P.S. This is where I will once again shamelessly plug the Baby Steps 5K. Even if you can’t come to the actual race, you can help us win a $10,000 family building grant. We need more people on our team! Team Hoping for a Best! Join by clicking this link https://runsignup.com/Race/Register/RaceGroup-168605?raceId=11519image

I was afraid you wouldn’t understand {grieving lost embryos} by Elisha

Tonight, I’m so happy to share a blog with you that touched my heart so deeply. Since the beginning of my infertility journey I have been following a blog from Elisha over at www.waitingforbabybird.com . She guest blogged this beautifully written piece for another website. While reading it my eyes became full of tears and I knew that Elisha would totally understand the emotions behind our failed IVF’s. Our stories are almost identical she had 10 embryos, I had 12. During two separate procedures John and I transferred 4 different embryos. Embryos that I prayed for, Embryos that I wondered if they would have my dark brown hair or his amazing personality, Embryos that I have pictures of.

I’ve never related to an article or blog so closely before. It was like Elisha took all the emotions I was hiding away and expressed them so perfectly. I knew I had to get her permission to repost the article here. So here is her amazing post:

I Was Afraid You Wouldn’t Understand {Grieving Lost Embryos} 
BY ELISHA KEARNS ON OCTOBER 22, 2015 INFERTILITY, TTC

“So, how many children do you have?”

Immediately I looked down as a lump began to form in my throat and tears slowly filled my eyes. I debated on whether I should give you the answer on my heart or the one I had rehearsed. But when I wiped away a tear that had sneaked its way down my face, I noticed you were starting to fidget and shift in your seat. I could sense you scrambling to excuse yourself from the conversation and I knew at that moment you weren’t ready for my answer.

At least not the one on my heart.

And so instead I flashed you a smile to let you know it was okay, and then I gave you the answer I had rehearsed. But it’s not because I didn’t want to talk about them or the incredible imprint they have left on my heart. And it is not because I am ashamed of my story, but simply because I was afraid…

I was afraid you wouldn’t be able to understand that those eight precious embryos that were lost in a lab and the two that survived only a short time in my womb meant the world to me. They were the beautiful combination of me and my husband’s genes created in love and hope… they were our ten beautiful children…

I was afraid you wouldn’t be able to understand that those “dots”, tiny as they were, were just as precious in my sight and in God’s sight as any other beautiful baby born to full term.

I was afraid you wouldn’t be able to understand that even though they were only five days past conception, God had already picked their hair textures, given them their eye colors, and branded them with unique personalities –all of which I often catch myself wondering about.

**Aim of the exercise**
According to the blog post, how many embryos did Elisha have?

**Source material**
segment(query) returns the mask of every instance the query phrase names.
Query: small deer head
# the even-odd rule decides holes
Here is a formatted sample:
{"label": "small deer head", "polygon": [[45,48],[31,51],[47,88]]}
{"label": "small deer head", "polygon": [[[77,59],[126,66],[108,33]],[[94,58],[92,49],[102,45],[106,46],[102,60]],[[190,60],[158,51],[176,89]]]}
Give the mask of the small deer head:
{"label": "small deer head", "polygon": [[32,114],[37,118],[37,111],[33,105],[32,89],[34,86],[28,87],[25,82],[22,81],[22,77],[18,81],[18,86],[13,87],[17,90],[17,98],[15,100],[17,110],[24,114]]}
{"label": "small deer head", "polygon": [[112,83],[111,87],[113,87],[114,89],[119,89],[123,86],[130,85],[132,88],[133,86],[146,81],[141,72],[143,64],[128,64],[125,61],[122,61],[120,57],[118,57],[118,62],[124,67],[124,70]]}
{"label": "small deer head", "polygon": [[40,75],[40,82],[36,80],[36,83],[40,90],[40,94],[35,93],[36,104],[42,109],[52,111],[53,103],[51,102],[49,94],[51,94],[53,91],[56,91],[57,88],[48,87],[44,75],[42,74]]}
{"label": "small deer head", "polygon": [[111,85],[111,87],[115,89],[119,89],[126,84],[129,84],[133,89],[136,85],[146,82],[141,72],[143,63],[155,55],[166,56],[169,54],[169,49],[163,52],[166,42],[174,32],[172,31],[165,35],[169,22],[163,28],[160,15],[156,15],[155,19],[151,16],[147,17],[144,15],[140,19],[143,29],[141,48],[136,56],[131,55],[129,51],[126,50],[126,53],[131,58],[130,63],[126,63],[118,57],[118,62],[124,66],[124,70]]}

**Answer**
Ten.